- [PROMPT]: Extend the passage on principal component analysis for ship engine data, starting after its final sentence.

- [DOCUMENT SECTION]:
In the equation, x represents measurement data, w represents weight, z represents conversion data, n represents the number of measurement data, p represents the number of characteristics, and m represents the required main component number. The individual data (X) is converted into a new dimension of data (Z) by the weight (W) calculated by the PCA. The core of PCA is to derive a weight (W) in which the transformed data (Z) may have a maximum variance.

PCA is often used when data reduction is required or when outliers are found, as well as when multicollinearity that has an inappropriate effect on data analysis occurs because some variables correlate highly with other variables [16,17,18,19,20].

Ship machinery and system-related data comprise a large amount of data comprising multiple factors, and many processes and time are required to analyze data according to the presence or absence of abnormalities in individual factors or the control characteristics. Therefore, PCA with functions such as dimension reduction and abnormal data analysis was utilized for the propulsion engine data analysis.

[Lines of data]
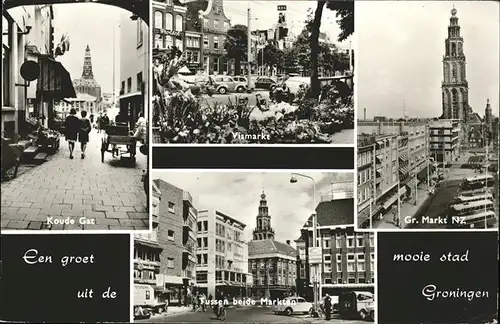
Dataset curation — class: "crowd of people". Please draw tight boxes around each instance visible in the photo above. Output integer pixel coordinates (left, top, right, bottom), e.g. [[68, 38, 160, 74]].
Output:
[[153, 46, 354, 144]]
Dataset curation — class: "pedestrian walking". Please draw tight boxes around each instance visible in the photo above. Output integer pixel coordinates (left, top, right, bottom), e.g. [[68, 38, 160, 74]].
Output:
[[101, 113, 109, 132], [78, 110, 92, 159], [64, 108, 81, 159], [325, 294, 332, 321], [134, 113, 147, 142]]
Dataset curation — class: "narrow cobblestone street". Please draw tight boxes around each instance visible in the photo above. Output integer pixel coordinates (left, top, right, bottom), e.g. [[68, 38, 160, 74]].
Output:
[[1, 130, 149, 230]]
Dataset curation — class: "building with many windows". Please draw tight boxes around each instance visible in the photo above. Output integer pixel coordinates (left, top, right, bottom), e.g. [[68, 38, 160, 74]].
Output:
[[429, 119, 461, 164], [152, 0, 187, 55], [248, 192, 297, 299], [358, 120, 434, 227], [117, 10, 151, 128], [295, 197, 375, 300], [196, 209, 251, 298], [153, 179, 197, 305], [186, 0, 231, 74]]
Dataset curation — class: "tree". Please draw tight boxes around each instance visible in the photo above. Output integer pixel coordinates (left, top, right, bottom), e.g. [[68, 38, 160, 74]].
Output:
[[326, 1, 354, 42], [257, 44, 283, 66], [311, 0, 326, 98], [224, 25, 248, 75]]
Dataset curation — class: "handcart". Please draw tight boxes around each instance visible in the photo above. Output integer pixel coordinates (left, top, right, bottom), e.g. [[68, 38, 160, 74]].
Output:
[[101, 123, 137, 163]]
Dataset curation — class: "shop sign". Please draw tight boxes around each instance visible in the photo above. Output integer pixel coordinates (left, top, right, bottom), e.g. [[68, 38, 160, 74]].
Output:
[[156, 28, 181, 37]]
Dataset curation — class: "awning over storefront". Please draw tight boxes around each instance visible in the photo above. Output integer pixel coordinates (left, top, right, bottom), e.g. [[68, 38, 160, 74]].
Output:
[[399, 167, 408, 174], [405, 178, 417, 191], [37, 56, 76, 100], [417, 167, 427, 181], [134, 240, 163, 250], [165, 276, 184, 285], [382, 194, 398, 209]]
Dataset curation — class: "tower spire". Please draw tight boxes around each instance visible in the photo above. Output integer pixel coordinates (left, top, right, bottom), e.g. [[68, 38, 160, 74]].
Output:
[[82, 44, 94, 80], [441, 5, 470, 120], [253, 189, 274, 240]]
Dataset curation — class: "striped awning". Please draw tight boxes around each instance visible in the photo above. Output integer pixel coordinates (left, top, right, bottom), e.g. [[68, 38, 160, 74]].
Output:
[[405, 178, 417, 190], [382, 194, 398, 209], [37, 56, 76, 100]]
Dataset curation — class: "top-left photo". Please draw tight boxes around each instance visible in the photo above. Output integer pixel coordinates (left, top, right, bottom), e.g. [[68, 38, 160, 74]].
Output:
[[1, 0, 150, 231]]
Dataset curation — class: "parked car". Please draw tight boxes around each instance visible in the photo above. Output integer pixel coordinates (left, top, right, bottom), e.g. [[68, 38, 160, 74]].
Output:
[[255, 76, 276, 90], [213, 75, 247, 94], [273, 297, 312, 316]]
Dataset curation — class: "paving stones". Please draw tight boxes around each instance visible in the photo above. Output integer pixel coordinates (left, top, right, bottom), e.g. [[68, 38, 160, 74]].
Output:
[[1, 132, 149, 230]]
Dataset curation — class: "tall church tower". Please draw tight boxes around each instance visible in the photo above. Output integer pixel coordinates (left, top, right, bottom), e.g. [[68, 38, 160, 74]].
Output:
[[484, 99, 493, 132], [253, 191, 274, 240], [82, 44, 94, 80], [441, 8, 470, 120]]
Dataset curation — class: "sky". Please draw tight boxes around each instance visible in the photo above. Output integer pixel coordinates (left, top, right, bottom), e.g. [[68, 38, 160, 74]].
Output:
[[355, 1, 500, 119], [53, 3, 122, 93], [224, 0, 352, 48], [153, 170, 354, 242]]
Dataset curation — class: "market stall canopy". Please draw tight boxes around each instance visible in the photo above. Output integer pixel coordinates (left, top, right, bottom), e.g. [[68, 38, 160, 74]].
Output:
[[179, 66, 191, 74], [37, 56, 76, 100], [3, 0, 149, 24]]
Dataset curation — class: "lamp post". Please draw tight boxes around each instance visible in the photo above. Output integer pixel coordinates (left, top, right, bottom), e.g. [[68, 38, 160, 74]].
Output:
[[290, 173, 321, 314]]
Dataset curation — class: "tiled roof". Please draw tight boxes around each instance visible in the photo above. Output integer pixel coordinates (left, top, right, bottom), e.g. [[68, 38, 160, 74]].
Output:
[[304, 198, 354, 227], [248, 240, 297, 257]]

- [OUTPUT FOR THIS EXERCISE]:
2.4.2. KNN

KNN is a representative classification algorithm that calculates the distance between existing data adjacent to new data and grasps the characteristics of the nearest K data to determine the type of new data.

In the KNN algorithm, the distance between data is generally defined as Equation (2) using the Euclidean distance, which obtains the shortest distance between two points in all dimensions [21,22,23,24].

d = \sqrt{{(q_{1} - p_{1})}^{2} + {(q_{2} - p_{2})}^{2} + {(q_{3} - p_{3})}^{2} + \dots + {(q_{n} - p_{n})}^{2}} = \sqrt{\sum_{i = 1}^{n} {(q_{i} - p_{i})}^{2}}

(2)

In the equation, d is the distance between the two points p and q.

KNN is excellent in performance and suitable for analysis among data classification techniques and is effective when much learning data exist [21,22,23,24]. Therefore, KNN was used to analyze propulsion engine data with a large number of different data types and to detect abnormal data.

2.5. Propulsion Engine Data Preprocessing Algorithm

To secure the reliability of data analysis and machine learning results, abnormal data should be absent, and the data classification reflecting the characteristics of the object to be analyzed, such as the engine, should be clarified. In addition, if abnormal data or factors unrelated to the analysis target are included, the machine learning results are derived in a different direction from the goal, so securing the reliability of data preprocessing is necessary. Therefore, a data preprocessing algorithm that considers the propulsion engine control characteristics was constructed, and the collected data were preprocessed and then used for the research.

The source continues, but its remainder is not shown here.